Denis Hainsworth denis.hainsworth@gmail.com
Sun, 23 Oct 2016 06:42:17 GMT


Finally got time to look at things.  strace is perfect, thanks for
suggesting that.

So running something like
strace -t -o strace.out.2 -p 3198  
and sending a SIGHUP to the parent process showed the issue.

So the way we've always set things up was to automatically generate one
config file per console server from our equipment database.   This means
There are 264 files that are #included into the main config file. 
The first 30s of "hang" is each process opening each file reading it in
and closing it, I'm wondering if we need to block I/O during this or
perhaps that could be done before we start blocking?
Once that is done there is another 10s of hang while we do the dns
lookup for each console host as you thought (open /etc/hosts, make a dns
query, resolve it).

I tried putting all the configs into one file but that didnt change
anything.  So then I started wondering.  Our IT had long ago made the
console servers VMs.   Its never seemed like an issue but I compared
some basic dd commands and found my problem server has terrible IO
throughput ... sigh.   To compare one of my good servers has about
80Mbp/s read/write and the bad one has around 15Mbp/s read/write.  

So I'm going to look into moving the VM or get the disk perf up which
should solve most of my issues but I also wonder if the conserver code
could be re-organized without too much trouble to avoid issues of
blocking when there is slow disk?  Its possible what I'm asking is dumb,
just throwing it out there.

----

• Requests:
A. In the message, how many config files are #included into the main config file?
B. Duplicate the stretch of the message from "So running something" through "we start blocking?".
The records are separate material with no connection to the message.

----

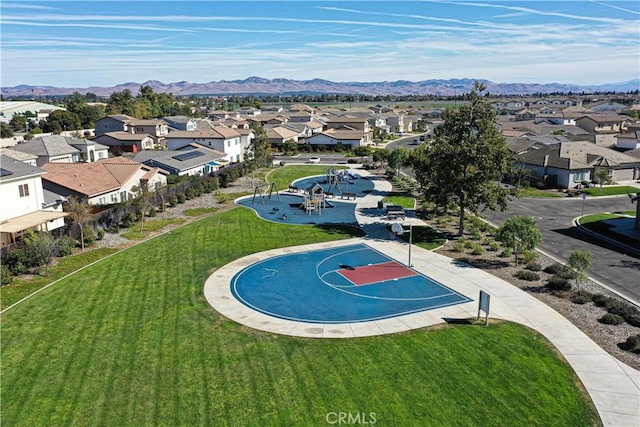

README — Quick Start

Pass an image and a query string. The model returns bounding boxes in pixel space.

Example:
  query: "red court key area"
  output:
[338,261,418,286]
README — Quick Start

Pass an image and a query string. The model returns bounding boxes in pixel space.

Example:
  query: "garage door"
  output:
[613,169,634,181]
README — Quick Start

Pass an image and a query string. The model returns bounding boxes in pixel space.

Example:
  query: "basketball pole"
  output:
[407,224,413,267]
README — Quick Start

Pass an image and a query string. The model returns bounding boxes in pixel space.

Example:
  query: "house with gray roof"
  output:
[518,141,640,188]
[133,143,227,176]
[0,154,67,248]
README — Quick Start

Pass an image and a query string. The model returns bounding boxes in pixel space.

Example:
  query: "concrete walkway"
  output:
[204,171,640,427]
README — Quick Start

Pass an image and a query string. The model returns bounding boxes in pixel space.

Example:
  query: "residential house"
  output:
[307,127,370,148]
[95,114,136,137]
[167,126,245,163]
[93,132,156,156]
[576,113,626,147]
[519,141,640,188]
[133,143,226,176]
[264,126,300,146]
[12,135,82,167]
[325,115,373,145]
[0,154,67,247]
[162,116,198,131]
[42,157,167,205]
[514,108,536,122]
[616,131,640,150]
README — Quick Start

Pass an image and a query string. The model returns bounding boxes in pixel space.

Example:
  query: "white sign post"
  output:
[477,291,491,326]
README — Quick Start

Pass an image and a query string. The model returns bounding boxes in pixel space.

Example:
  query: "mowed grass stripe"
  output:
[0,209,597,426]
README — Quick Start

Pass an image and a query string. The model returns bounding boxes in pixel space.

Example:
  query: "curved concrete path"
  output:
[204,171,640,427]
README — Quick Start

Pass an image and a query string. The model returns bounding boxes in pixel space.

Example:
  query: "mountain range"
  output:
[0,77,640,97]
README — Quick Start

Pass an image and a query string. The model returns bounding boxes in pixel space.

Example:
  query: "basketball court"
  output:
[231,243,471,324]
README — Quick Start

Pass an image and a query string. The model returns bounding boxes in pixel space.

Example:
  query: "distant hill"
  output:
[0,77,640,97]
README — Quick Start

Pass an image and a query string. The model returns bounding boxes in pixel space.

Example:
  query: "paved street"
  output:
[483,196,640,304]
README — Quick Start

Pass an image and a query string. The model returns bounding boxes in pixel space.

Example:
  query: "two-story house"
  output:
[167,126,245,163]
[0,154,67,247]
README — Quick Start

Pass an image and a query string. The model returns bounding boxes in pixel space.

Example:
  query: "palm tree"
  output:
[64,196,91,250]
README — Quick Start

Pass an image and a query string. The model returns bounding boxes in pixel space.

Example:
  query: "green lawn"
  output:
[0,208,598,426]
[266,165,347,191]
[581,185,640,197]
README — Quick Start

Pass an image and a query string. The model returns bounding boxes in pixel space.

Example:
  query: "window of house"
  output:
[18,184,29,197]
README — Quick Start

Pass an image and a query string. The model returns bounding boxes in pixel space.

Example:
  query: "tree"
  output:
[24,230,60,276]
[133,179,153,232]
[496,216,542,265]
[567,249,593,289]
[0,123,13,138]
[595,169,611,191]
[64,196,91,250]
[387,148,411,174]
[244,123,271,186]
[412,82,514,235]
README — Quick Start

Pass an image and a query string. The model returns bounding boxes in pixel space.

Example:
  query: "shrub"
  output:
[471,243,485,255]
[122,212,138,229]
[598,313,624,325]
[0,264,13,286]
[618,334,640,354]
[498,248,513,258]
[96,227,106,240]
[569,290,593,305]
[83,227,97,248]
[591,294,613,308]
[624,314,640,328]
[522,251,538,264]
[525,261,542,271]
[607,301,640,319]
[453,242,464,252]
[58,236,75,256]
[489,240,500,252]
[544,262,564,274]
[516,270,540,282]
[2,247,40,276]
[546,276,571,291]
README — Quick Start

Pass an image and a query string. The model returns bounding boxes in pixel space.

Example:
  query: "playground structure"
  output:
[326,167,357,194]
[251,182,280,206]
[300,182,333,215]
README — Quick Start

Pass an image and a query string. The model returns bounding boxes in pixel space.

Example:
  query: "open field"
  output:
[1,209,598,426]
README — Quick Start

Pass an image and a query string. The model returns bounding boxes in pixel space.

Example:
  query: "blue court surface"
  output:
[231,244,471,323]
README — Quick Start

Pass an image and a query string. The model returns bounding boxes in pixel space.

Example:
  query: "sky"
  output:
[0,0,640,88]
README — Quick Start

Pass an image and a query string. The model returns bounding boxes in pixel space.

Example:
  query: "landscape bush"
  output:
[618,334,640,354]
[544,262,564,274]
[489,240,500,252]
[0,264,13,286]
[569,289,593,305]
[525,261,542,271]
[598,313,624,325]
[96,227,106,240]
[471,243,485,255]
[58,236,77,256]
[516,270,540,282]
[2,247,41,276]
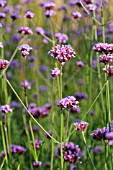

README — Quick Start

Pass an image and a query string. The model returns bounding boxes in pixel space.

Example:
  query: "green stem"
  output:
[6,79,60,144]
[60,66,64,170]
[64,82,107,142]
[0,122,8,168]
[82,132,97,170]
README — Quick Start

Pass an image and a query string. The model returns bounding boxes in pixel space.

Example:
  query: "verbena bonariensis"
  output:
[48,44,76,65]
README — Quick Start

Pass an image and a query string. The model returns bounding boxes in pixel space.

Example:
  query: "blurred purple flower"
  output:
[18,44,32,59]
[103,66,113,77]
[35,27,45,35]
[24,11,35,19]
[74,92,88,100]
[0,42,3,48]
[91,127,109,141]
[0,0,7,7]
[39,85,47,93]
[93,146,102,154]
[44,9,56,18]
[55,32,68,44]
[74,121,88,132]
[43,1,56,10]
[0,12,6,19]
[21,80,31,89]
[40,65,48,72]
[10,13,20,21]
[34,139,42,149]
[33,161,42,168]
[57,96,78,109]
[48,44,75,65]
[76,61,84,67]
[10,101,21,108]
[11,145,26,155]
[12,34,22,43]
[0,104,12,113]
[0,59,9,70]
[18,26,33,35]
[3,6,13,13]
[51,68,60,77]
[71,11,82,19]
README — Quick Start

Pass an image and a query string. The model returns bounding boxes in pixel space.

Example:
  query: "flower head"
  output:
[18,26,33,35]
[21,80,31,89]
[55,32,68,44]
[72,11,82,19]
[103,66,113,76]
[0,0,7,7]
[0,104,12,113]
[33,161,42,168]
[18,44,32,58]
[48,44,75,65]
[58,96,78,109]
[74,121,88,132]
[24,11,35,19]
[51,68,60,77]
[91,127,109,141]
[0,59,9,70]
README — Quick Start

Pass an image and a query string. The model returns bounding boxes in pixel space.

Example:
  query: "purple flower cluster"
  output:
[21,80,31,89]
[39,1,56,18]
[91,120,113,145]
[24,11,35,19]
[35,139,42,149]
[11,145,26,155]
[74,121,88,132]
[93,43,113,76]
[51,68,60,77]
[0,42,3,48]
[64,142,81,164]
[93,43,113,54]
[28,103,51,117]
[10,13,20,21]
[33,161,42,168]
[48,44,75,65]
[18,26,33,35]
[1,144,26,158]
[0,12,6,19]
[55,32,68,44]
[55,142,81,164]
[18,44,32,58]
[57,96,78,109]
[86,4,97,11]
[72,11,82,19]
[74,92,88,100]
[91,127,109,141]
[0,59,9,70]
[99,54,113,65]
[0,104,12,114]
[35,27,45,35]
[0,0,7,7]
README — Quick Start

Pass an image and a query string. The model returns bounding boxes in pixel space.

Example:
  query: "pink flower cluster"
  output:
[39,1,56,18]
[74,121,88,132]
[18,44,32,58]
[57,96,79,109]
[48,44,75,65]
[72,11,82,19]
[93,43,113,76]
[55,32,68,44]
[0,59,9,70]
[93,43,113,54]
[51,68,60,77]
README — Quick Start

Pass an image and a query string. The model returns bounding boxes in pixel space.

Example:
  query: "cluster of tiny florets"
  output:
[48,44,75,65]
[18,44,32,58]
[57,96,78,109]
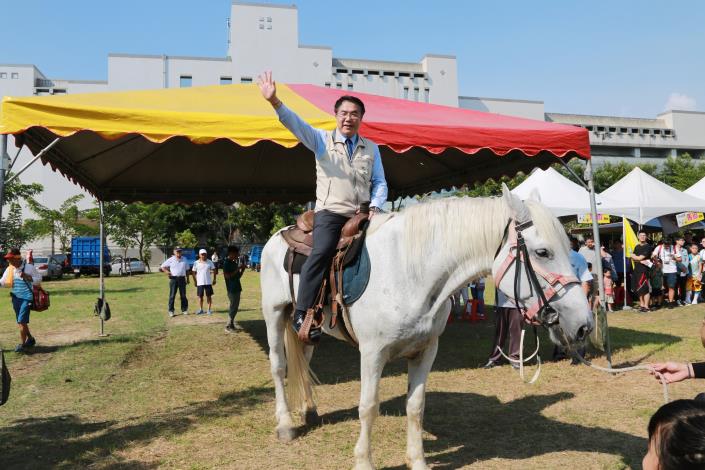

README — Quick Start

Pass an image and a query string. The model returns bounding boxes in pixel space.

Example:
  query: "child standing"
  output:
[602,267,614,312]
[649,256,663,309]
[685,244,702,305]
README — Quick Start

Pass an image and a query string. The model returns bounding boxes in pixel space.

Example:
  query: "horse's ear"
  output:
[529,188,541,202]
[502,183,531,223]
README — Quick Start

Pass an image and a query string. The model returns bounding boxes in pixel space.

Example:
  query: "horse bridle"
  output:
[494,219,580,329]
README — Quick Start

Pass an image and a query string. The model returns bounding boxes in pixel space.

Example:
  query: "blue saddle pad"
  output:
[336,244,370,305]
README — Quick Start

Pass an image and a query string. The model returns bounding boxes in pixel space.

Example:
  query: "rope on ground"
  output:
[573,353,670,403]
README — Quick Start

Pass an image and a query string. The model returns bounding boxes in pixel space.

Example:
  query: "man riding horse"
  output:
[257,72,387,342]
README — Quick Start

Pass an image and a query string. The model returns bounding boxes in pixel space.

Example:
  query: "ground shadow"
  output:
[47,285,145,297]
[0,385,274,469]
[239,316,681,384]
[316,392,647,468]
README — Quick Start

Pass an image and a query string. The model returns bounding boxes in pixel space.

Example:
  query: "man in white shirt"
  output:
[191,248,218,315]
[159,247,188,317]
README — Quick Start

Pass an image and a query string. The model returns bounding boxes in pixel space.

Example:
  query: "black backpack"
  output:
[0,349,12,406]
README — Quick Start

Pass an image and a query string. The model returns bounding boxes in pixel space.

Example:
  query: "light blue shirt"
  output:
[277,104,387,209]
[570,250,592,282]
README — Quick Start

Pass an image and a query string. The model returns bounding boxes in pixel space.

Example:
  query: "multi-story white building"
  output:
[0,2,705,241]
[0,2,458,233]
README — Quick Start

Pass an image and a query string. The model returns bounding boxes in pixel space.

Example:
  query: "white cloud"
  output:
[664,92,696,111]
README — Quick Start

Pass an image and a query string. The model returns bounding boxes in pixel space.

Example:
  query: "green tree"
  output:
[176,229,198,248]
[660,153,705,191]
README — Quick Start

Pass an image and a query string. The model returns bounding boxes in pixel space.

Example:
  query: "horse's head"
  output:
[492,186,592,348]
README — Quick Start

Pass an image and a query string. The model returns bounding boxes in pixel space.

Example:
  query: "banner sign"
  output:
[676,212,705,227]
[578,214,610,224]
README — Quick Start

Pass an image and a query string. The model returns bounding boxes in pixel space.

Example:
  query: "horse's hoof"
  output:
[304,410,321,426]
[277,428,296,443]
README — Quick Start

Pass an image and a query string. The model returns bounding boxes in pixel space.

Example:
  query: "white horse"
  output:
[261,187,592,469]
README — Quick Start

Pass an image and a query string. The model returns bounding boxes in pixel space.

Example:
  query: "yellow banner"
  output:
[622,219,639,266]
[578,214,610,224]
[676,212,705,227]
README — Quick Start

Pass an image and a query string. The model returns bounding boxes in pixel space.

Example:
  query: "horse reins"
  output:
[494,219,669,403]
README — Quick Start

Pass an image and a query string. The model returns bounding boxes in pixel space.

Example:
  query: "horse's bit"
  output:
[494,219,580,328]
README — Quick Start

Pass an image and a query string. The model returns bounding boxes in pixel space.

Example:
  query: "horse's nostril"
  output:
[577,325,590,341]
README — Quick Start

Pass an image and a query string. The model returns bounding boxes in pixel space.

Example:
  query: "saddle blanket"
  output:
[283,243,371,305]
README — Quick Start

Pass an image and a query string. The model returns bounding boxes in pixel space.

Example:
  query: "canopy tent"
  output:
[0,84,590,202]
[599,167,705,225]
[512,168,620,217]
[683,176,705,199]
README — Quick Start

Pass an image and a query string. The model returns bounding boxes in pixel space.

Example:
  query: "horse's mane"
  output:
[402,197,510,279]
[400,197,569,279]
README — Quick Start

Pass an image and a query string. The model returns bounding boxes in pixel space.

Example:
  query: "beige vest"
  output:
[316,131,377,217]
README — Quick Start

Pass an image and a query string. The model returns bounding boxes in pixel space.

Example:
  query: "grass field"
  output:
[0,272,705,469]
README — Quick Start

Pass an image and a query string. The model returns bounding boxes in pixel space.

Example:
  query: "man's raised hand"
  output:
[257,70,279,106]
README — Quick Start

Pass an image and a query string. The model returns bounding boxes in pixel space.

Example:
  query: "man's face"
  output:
[335,101,362,137]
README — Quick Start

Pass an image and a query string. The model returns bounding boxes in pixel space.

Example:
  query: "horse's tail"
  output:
[284,322,319,412]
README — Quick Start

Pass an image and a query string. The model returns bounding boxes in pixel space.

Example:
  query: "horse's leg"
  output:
[406,337,438,470]
[304,346,321,426]
[355,347,386,470]
[262,306,295,442]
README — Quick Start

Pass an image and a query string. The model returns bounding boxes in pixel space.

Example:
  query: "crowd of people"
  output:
[159,246,247,332]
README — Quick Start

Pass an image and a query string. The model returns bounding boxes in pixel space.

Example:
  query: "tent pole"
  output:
[622,216,632,310]
[0,134,9,221]
[585,159,612,367]
[3,136,59,183]
[98,200,108,336]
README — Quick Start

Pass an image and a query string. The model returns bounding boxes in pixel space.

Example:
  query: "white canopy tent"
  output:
[683,176,705,199]
[598,167,705,225]
[512,167,616,217]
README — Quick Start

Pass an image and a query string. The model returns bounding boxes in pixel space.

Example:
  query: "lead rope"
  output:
[560,329,670,403]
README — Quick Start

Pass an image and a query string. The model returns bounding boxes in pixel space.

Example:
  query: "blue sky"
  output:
[0,0,705,117]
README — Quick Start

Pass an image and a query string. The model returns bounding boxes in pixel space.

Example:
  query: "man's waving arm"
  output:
[257,72,325,158]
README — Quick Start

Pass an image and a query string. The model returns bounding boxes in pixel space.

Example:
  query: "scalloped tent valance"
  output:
[0,84,590,203]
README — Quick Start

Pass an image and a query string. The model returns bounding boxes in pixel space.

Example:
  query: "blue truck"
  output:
[71,237,110,277]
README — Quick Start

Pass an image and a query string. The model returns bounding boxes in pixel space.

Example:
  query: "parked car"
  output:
[34,255,64,280]
[71,237,110,277]
[51,253,73,274]
[110,257,147,276]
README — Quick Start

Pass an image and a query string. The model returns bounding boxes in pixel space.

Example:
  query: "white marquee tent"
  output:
[598,167,705,225]
[683,176,705,199]
[512,167,603,217]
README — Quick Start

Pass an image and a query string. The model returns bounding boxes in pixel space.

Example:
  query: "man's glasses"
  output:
[338,111,360,119]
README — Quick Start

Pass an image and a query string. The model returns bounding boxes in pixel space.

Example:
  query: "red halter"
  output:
[494,219,580,327]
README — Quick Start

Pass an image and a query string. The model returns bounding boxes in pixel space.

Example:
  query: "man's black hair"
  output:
[333,95,365,117]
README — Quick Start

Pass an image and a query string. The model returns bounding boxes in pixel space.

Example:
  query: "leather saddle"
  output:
[282,210,368,256]
[281,210,369,344]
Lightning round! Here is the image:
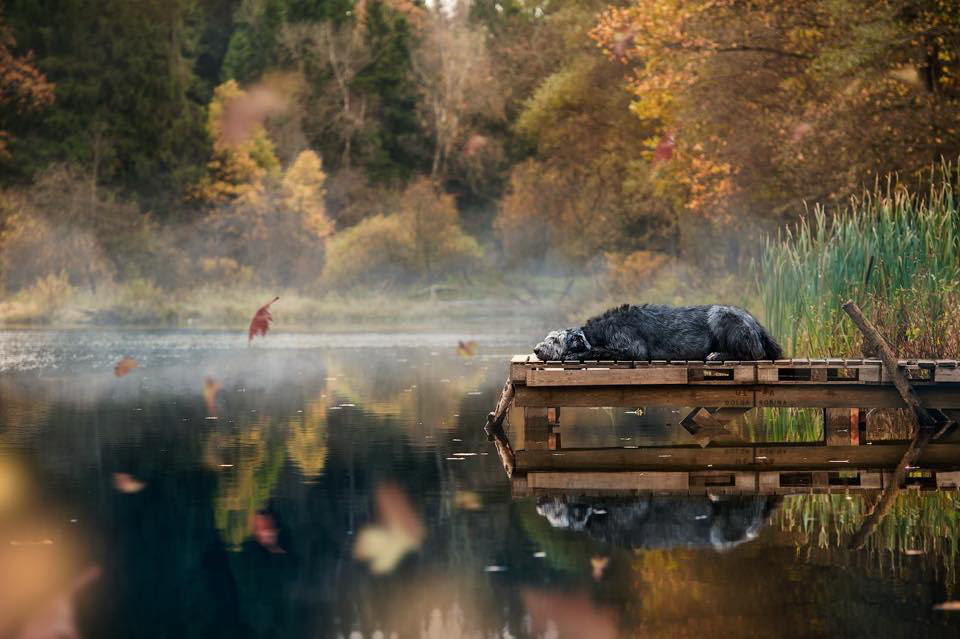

----

• Answers below:
A. 264

B.
So running something like
strace -t -o strace.out.2 -p 3198  
and sending a SIGHUP to the parent process showed the issue.

So the way we've always set things up was to automatically generate one
config file per console server from our equipment database.   This means
There are 264 files that are #included into the main config file. 
The first 30s of "hang" is each process opening each file reading it in
and closing it, I'm wondering if we need to block I/O during this or
perhaps that could be done before we start blocking?